Written request 1: In the diff below, list the distinct letters that appear in the row of the example sequence labeled "key".
Written request 2: Rewrite the records starting with the line containing "Isolate the distant pebble in this frame." and going on through the line containing "29,109,62,128", replacing "pebble" with "rock" and leaving everything else unchanged.

Document passage:
+++++
1 files changed, 47 insertions, 0 deletions

diff --git a/sha1-lookup.c b/sha1-lookup.c
index c4dc55d1f5..2dd851598a 100644
--- a/sha1-lookup.c
+++ b/sha1-lookup.c
@@ -204,7 +204,54 @@ int sha1_entry_pos(const void *table,
 			 * byte 0 thru (ofs-1) are the same between
 			 * lo and hi; ofs is the first byte that is
 			 * different.
+			 *
+			 * If ofs==20, then no bytes are different,
+			 * meaning we have entries with duplicate
+			 * keys. We know that we are in a solid run
+			 * of this entry (because the entries are
+			 * sorted, and our lo and hi are the same,
+			 * there can be nothing but this single key
+			 * in between). So we can stop the search.
+			 * Either one of these entries is it (and
+			 * we do not care which), or we do not have
+			 * it.
+			 *
+			 * Furthermore, we know that one of our
+			 * endpoints must be the edge of the run of
+			 * duplicates. For example, given this
+			 * sequence:
+			 *
+			 *     idx 0 1 2 3 4 5
+			 *     key A C C C C D
+			 *
+			 * If we are searching for "B", we might
+			 * hit the duplicate run at lo=1, hi=3
+			 * (e.g., by first mi=3, then mi=0). But we
+			 * can never have lo > 1, because B < C.
+++++
Dataset rows:

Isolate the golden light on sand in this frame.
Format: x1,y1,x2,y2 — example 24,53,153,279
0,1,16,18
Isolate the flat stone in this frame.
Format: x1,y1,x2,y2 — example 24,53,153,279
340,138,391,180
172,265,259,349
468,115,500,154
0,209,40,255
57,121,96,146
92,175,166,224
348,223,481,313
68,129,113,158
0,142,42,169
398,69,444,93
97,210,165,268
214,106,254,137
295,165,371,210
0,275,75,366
+++++
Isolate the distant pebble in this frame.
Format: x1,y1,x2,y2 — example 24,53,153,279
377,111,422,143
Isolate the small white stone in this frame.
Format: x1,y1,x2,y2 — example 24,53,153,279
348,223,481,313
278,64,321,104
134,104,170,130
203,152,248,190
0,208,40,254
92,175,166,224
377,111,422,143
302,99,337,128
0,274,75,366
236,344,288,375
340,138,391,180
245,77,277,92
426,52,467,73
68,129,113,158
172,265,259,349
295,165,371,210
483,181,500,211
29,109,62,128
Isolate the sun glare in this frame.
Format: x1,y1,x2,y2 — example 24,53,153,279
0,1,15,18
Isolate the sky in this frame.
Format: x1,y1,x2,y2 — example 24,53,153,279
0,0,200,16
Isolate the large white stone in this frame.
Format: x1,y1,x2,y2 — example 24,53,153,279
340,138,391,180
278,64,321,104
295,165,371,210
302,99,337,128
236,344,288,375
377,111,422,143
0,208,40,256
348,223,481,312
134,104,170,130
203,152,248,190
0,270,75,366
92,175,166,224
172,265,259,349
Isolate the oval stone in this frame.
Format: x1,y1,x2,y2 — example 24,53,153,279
+++++
Full response 1: A, C, D

Full response 2:
Isolate the distant rock in this frame.
Format: x1,y1,x2,y2 — example 24,53,153,279
377,111,422,143
Isolate the small white stone in this frame.
Format: x1,y1,x2,y2 — example 24,53,153,279
348,223,481,313
278,64,321,104
134,104,170,130
203,152,248,190
0,208,40,254
92,175,166,224
377,111,422,143
302,99,337,128
0,274,75,366
236,344,288,375
340,138,391,180
245,77,277,92
426,52,467,73
68,129,113,158
172,265,259,349
295,165,371,210
483,181,500,211
29,109,62,128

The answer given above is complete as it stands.